◆ **Given passage**:
-----

One approach to identify genes that determine cancer drug response was provided by highly parallel analysis of many cancer cell lines, specifically comparing their response with a large variety of small compounds with their gene expression patterns.17, 18 This strategy led to the identification of genes with expression patterns correlating with drug sensitivity. Notably, for many anticancer drugs this approach did not yield strong candidates, but in the case of the HSP90 inhibitor 17-N-allylamino-17-demethoxygeldanamycin (17-AAG) a strong correlation was seen between drug sensitivity and the expression of functional NAD(P)H dehydrogenase quinone 1 (NQO1), an enzyme that can metabolize and activate 17-AAG.19, 20 Hence, correlating drug sensitivity and gene expression patterns in cell lines can identify mechanisms that determine drug response.
Drugs are subjected to metabolic turnover, and a major route of excretion from the body consists in conjugation with a hydrophilic sugar moiety within the liver parenchyma, followed by secretion into the bile. A major group of enzymes that carry out such conjugations are the UDP glucuronosyltransferases (UGTs).21, 22, 23 These enzymes are the products of gene clusters that cover various substrate specificities. UGT substrates include bilirubin, amines, and phenol structures.24 The existence of such mechanisms for drug conjugation in the liver raises the question if and under what circumstances they can be found directly in tumor cells, and presumably cause drug resistance when highly expressed.
Here, we show that human CRC-derived cell lines fall into ganetespib-sensitive and -resistant groups. While the majority of CRC lines were sensitive, two lines were highly resistant. Importantly, resistant cancer cells show a high expression of the UGT1A gene, and high levels of UGT1A were shown to be critical for ganetespib turnover, drug inactivation, and cell resistance. Thus, UDP glucuronosyl conjugation detoxifies ganetespib not only in the liver but also in a subset of CRC cells, representing a potential predictive biomarker for ganetespib response in CRC and possibly other tumor types.

-----

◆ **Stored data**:
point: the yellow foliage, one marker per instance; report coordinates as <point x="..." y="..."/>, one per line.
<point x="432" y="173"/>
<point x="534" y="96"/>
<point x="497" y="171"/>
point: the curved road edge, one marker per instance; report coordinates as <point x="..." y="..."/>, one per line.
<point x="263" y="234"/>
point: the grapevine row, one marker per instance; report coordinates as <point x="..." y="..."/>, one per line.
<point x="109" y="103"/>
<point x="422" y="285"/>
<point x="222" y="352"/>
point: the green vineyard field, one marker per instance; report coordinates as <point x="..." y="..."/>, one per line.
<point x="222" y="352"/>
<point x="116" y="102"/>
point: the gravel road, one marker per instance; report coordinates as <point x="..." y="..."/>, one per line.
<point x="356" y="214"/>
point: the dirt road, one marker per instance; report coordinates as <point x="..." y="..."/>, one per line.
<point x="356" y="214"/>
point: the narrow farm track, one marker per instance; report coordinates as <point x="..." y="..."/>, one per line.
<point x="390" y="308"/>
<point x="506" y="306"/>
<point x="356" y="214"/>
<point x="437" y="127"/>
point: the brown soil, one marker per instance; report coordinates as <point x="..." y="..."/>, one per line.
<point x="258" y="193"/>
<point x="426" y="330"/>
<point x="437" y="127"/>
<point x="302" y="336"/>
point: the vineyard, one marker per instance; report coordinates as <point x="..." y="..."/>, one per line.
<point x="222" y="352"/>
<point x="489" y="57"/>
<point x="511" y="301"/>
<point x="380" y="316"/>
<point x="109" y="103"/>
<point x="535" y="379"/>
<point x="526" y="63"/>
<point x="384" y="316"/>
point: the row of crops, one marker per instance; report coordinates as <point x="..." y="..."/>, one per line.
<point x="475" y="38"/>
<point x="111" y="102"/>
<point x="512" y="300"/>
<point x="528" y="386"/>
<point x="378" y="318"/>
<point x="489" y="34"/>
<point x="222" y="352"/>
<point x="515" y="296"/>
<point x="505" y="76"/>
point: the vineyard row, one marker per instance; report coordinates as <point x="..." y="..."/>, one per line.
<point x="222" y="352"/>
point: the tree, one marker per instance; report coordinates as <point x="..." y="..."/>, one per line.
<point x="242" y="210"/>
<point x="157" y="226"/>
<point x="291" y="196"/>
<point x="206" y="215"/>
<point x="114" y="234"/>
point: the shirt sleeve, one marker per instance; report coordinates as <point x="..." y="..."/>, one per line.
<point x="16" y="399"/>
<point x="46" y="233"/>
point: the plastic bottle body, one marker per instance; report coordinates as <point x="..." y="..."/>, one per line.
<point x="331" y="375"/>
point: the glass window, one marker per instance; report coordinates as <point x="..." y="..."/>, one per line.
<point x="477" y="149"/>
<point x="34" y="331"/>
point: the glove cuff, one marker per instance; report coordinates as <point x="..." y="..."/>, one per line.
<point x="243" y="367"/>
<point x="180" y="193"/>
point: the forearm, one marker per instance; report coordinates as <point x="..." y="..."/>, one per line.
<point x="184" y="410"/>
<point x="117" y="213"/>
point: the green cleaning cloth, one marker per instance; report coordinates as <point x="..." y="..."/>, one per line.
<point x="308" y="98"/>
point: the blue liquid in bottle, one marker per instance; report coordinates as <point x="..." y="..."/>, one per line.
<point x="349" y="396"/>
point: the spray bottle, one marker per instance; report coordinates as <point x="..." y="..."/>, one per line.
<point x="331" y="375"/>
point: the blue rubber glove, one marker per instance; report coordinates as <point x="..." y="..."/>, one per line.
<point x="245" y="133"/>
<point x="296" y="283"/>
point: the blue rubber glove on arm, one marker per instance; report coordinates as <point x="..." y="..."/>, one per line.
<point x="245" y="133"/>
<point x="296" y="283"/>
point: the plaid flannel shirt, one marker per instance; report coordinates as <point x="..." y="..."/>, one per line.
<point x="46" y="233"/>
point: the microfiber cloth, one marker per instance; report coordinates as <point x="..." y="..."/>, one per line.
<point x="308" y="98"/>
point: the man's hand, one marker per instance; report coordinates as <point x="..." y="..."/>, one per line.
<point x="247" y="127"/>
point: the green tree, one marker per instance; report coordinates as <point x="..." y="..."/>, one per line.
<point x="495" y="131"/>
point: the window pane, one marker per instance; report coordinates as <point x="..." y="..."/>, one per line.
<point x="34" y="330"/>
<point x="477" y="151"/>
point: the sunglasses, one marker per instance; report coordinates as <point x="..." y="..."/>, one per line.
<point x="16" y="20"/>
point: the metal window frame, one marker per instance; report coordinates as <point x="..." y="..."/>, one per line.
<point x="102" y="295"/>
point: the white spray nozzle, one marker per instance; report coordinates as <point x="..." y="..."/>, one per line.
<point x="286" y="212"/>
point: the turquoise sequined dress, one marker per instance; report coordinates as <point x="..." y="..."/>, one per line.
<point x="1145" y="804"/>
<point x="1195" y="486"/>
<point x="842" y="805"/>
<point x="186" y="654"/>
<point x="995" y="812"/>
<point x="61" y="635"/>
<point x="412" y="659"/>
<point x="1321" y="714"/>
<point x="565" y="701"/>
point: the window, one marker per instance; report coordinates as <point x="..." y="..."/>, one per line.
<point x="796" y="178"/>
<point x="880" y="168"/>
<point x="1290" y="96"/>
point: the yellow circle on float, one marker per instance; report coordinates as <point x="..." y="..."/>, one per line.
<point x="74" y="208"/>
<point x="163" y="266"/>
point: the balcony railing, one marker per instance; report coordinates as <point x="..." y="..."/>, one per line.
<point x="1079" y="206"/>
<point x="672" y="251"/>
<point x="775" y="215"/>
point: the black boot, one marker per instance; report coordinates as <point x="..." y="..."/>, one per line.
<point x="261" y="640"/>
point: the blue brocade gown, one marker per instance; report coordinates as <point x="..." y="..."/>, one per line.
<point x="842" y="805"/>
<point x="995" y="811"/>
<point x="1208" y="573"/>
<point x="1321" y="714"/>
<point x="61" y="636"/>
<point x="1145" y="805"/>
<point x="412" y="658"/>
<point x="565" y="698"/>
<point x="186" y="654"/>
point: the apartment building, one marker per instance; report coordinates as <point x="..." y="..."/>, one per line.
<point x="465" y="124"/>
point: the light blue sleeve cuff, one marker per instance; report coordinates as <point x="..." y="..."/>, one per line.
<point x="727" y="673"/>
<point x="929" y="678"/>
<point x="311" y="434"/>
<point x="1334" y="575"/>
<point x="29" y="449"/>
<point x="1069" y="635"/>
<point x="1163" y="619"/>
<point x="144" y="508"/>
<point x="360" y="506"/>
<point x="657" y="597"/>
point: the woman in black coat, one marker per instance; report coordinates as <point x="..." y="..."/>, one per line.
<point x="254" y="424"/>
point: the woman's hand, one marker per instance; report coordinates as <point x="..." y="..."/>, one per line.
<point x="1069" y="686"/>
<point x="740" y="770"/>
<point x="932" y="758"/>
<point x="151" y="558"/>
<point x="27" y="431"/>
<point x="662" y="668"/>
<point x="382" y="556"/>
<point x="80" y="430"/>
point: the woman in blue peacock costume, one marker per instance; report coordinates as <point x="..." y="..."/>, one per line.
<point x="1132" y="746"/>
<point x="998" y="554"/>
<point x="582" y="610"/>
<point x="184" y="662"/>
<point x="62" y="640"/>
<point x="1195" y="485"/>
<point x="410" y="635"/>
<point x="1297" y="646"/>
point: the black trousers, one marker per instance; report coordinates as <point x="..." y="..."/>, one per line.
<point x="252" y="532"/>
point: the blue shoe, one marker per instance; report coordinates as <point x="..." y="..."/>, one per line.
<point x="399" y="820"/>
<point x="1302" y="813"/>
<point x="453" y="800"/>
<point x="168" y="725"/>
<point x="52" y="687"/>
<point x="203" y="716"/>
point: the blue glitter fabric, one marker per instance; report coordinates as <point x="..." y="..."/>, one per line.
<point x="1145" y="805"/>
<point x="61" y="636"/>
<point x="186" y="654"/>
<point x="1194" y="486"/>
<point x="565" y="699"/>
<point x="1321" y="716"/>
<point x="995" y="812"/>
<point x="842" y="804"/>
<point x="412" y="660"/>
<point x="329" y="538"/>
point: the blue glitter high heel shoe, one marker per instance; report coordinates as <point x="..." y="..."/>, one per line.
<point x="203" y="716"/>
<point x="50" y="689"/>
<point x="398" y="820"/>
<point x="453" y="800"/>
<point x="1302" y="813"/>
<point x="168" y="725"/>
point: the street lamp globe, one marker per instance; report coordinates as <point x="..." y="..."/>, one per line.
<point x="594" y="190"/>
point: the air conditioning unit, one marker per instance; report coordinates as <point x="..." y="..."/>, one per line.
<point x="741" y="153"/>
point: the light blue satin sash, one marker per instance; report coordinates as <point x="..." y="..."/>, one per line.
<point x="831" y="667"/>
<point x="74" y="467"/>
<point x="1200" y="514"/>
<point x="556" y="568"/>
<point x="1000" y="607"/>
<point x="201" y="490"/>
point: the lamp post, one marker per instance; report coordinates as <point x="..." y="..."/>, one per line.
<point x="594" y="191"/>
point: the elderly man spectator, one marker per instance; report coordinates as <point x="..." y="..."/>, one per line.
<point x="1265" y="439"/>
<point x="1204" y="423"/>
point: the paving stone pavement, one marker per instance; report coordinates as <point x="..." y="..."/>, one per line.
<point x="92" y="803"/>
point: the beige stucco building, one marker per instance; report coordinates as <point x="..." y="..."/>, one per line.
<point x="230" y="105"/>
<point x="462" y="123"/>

-----

◆ **Activities**:
1 > In the passage on ganetespib resistance, take the part starting at "Drugs are subjected" and ending at "when highly expressed.", and change "hydrophilic" to "water-soluble" throughout it.
2 > According to the passage on ganetespib resistance, which gene shows high expression in the resistant cancer cells?

◆ **Answer section**:
1 >
Drugs are subjected to metabolic turnover, and a major route of excretion from the body consists in conjugation with a water-soluble sugar moiety within the liver parenchyma, followed by secretion into the bile. A major group of enzymes that carry out such conjugations are the UDP glucuronosyltransferases (UGTs).21, 22, 23 These enzymes are the products of gene clusters that cover various substrate specificities. UGT substrates include bilirubin, amines, and phenol structures.24 The existence of such mechanisms for drug conjugation in the liver raises the question if and under what circumstances they can be found directly in tumor cells, and presumably cause drug resistance when highly expressed.

2 > The UGT1A gene.